• _Assignment_: From the piece on racial inequality and COVID-19, reproduce word for word the stretch from "Unemployment (Bureau of" through "as Uber drivers.)".

• _Source text_:

Unemployment (Bureau of Labor Statistics): It is twice as high for African Americans as for white Americans — some 6.3% in 2018 for Blacks, 3.3% for whites — obviously before the current economic collapse. (This does not count those who stopped looking for jobs, those working part time or those so-called independent contractors such as Uber drivers.)

The Detroit Story

Benjamin Wallace-Wells observes in his article “Inequality intensifies coronavirus crisis in Detroit”:

“We are just beginning to see demographic data on those who’ve died of covid-19, but African-American communities around the country may be especially vulnerable...

“In Detroit, where seventy-nine per cent of the population is Black and thirty-six per cent
is below the poverty line, the diabetes rate is roughly twice the national average. Southeastern Michigan has become a national epicenter of the outbreak, and though African Americans are just fourteen per cent of the state’s population they represent forty-one per cent of its covid-19 victims...

[Dr Rana] Awdish and her colleagues [at Henry Ford Hospital, in midtown Detroit, one of the largest teaching hospitals in the country] are on the front lines in two senses: in Detroit, the pandemic is escalating in intensity, and poverty and poor health may be changing its shape.” (New Yorker, April 7)

The United States is the only developed country in the world where there is no universal health care. The racial gap, however, has prevented united action — even though most people now support a single payer type system. Blacks, Latinos and Native Americans have never received fair and equal treatment. Many African Americans don’t have a primary care physician.

The ideology of white supremacy is so engrained that solidarity between whites and others has been difficult to forge. Racial inequality is exacerbated under a system that puts business and profits first. Yet the need for health solidarity is changing that.

Inequality Spreads COVID¬19

The same is true for inequality around the world. Racial conflicts have undermined development and anti-capitalist struggles, including in Africa and Latin America.

“Why inequality could spread COVID- 19,” by Faheem Ahmed, Na’eem Ahmed, Christopher Pissarides and Joseph Stiglitz in the British medical publication The Lancet (April 2) explains:

“Estimates indicate that COVID-19 could cost the world more than $10 trillion, although considerable uncertainty exists with regard to the reach of the virus and the efficacy of the policy response.

“For each percentage point reduction in the global economy, more than 10 million people are plunged into poverty worldwide. Considering that the poorest populations are more likely to have chronic conditions, this puts them at higher risk of COVID-19-associated mortality.

“Since the pandemic has perpetuated an economic crisis, unemployment rates will rise substantially and weakened welfare safety nets further threaten health and social insecurity.”

In short, people in less developed regions such as Africa with weak health systems and safety nets will be hit the hardest.

• _Source information_:
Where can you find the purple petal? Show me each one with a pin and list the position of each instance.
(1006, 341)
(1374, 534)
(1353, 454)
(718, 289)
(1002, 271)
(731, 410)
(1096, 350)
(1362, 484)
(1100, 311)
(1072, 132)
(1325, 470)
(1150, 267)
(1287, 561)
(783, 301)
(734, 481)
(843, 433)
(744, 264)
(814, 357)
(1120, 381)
* * *
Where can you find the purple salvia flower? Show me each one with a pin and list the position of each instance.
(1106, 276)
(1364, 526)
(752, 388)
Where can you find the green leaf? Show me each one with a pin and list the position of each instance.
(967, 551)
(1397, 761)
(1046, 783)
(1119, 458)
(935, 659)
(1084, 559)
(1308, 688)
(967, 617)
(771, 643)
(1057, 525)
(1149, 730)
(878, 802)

• _Exercise result_:
Unemployment (Bureau of Labor Statistics): It is twice as high for African Americans as for white Americans — some 6.3% in 2018 for Blacks, 3.3% for whites — obviously before the current economic collapse. (This does not count those who stopped looking for jobs, those working part time or those so-called independent contractors such as Uber drivers.)